(Extracted records)
____
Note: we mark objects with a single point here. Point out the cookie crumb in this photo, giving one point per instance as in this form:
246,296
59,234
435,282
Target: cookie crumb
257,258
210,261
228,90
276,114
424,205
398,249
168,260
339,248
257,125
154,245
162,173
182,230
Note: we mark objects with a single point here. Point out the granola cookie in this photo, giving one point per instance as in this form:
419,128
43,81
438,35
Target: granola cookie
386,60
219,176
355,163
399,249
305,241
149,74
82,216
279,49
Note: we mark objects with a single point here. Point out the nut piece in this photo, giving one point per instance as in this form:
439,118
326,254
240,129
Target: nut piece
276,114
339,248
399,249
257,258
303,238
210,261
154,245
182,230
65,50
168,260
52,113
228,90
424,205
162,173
____
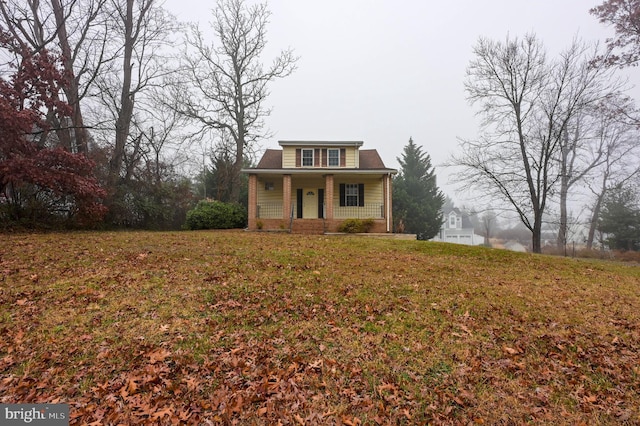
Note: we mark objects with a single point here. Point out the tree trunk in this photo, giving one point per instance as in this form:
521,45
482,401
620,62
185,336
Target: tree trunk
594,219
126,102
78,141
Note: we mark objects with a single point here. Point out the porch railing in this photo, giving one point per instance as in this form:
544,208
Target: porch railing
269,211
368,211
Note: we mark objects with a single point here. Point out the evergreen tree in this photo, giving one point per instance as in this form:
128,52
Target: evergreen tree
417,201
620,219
____
- Task
Count the lines in the material above that contain the word "evergreen", treating uppercase and lowercase as different. Reply with the number only.

- The result
2